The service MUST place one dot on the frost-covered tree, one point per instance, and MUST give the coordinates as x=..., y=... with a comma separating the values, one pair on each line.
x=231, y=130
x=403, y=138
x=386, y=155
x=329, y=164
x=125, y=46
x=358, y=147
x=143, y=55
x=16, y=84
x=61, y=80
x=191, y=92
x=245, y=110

+ + +

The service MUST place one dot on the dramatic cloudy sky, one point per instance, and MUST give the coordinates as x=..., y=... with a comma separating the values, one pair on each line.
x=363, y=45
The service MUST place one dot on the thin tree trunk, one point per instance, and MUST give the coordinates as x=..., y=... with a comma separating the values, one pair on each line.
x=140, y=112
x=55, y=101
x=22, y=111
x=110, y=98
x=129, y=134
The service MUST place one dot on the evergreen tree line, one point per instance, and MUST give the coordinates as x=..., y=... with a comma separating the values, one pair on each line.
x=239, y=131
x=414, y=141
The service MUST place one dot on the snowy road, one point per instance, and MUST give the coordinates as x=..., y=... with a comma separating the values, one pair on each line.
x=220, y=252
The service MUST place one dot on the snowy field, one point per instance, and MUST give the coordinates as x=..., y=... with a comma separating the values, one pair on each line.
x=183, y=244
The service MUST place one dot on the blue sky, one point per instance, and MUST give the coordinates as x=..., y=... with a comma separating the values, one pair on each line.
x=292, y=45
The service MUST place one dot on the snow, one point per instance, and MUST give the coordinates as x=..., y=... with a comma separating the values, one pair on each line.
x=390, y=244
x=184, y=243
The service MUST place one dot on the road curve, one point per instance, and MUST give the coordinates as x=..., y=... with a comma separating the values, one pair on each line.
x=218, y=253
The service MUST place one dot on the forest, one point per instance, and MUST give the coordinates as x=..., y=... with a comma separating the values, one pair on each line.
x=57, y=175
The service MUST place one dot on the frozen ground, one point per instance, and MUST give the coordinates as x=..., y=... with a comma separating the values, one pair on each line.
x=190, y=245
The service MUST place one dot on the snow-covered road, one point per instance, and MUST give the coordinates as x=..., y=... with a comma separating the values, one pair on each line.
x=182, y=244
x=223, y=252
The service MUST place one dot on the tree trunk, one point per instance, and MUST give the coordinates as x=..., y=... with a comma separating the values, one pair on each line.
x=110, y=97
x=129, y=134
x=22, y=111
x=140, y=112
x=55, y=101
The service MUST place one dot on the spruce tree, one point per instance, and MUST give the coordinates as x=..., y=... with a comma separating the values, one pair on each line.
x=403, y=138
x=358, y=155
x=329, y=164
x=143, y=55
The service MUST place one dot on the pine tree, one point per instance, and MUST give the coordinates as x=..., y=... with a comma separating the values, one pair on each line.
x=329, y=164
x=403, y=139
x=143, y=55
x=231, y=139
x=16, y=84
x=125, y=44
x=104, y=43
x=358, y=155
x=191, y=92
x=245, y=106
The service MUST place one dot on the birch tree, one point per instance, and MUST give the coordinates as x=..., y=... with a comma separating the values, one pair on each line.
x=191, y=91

+ + +

● Set exercise:
Substitute "The system" for "The service" in the rows from the line with "The service MUST place one dot on the thin" to the line with "x=223, y=252". Give only those lines again, with nothing else changed.

● Output below:
The system MUST place one dot on the thin tree trunk, one point per instance, and MUST give the coordinates as x=..., y=... with a comma separating the values, one pair on each line.
x=140, y=112
x=55, y=101
x=22, y=111
x=110, y=98
x=129, y=134
The system MUST place one dot on the evergreen tree line, one point per instance, and MUST give the coordinates as x=..., y=... with a comma separating the values, one pair on each line.
x=239, y=131
x=414, y=141
The system MUST place one dot on the snowy road, one point per instance, and MUST give the coordinates as x=..., y=... with a comma separating the values, one pair on each line.
x=220, y=252
The system MUST place one dot on the snowy field, one point per instance, and MUST give the coordinates as x=..., y=... with a comma separating the values, one pair on each line.
x=183, y=244
The system MUST place one dot on the blue sky, one point per instance, and MUST give the coordinates as x=..., y=... with a comma separating the values, one pair on each line.
x=292, y=45
The system MUST place one dot on the snow, one point per instance, and MUST give the coordinates as x=..., y=... with a comma separating the values, one pair on each line.
x=390, y=244
x=184, y=243
The system MUST place one dot on the road curve, one point per instance, and MUST give the coordinates as x=..., y=... with a comma separating the values, one pair on each line.
x=218, y=253
The system MUST place one dot on the forest, one point per instance, and MUST give the coordinates as x=..., y=... with a comma separating the values, one pair on each line.
x=57, y=175
The system MUST place one dot on the frozen ground, one point per instance, and MUST give the coordinates as x=..., y=... with a comma separating the values, one pair on each line.
x=190, y=245
The system MUST place one dot on the snow-covered road, one point per instance, and MUST give the coordinates as x=..., y=... with a comma separating the values, one pair on each line.
x=182, y=244
x=223, y=252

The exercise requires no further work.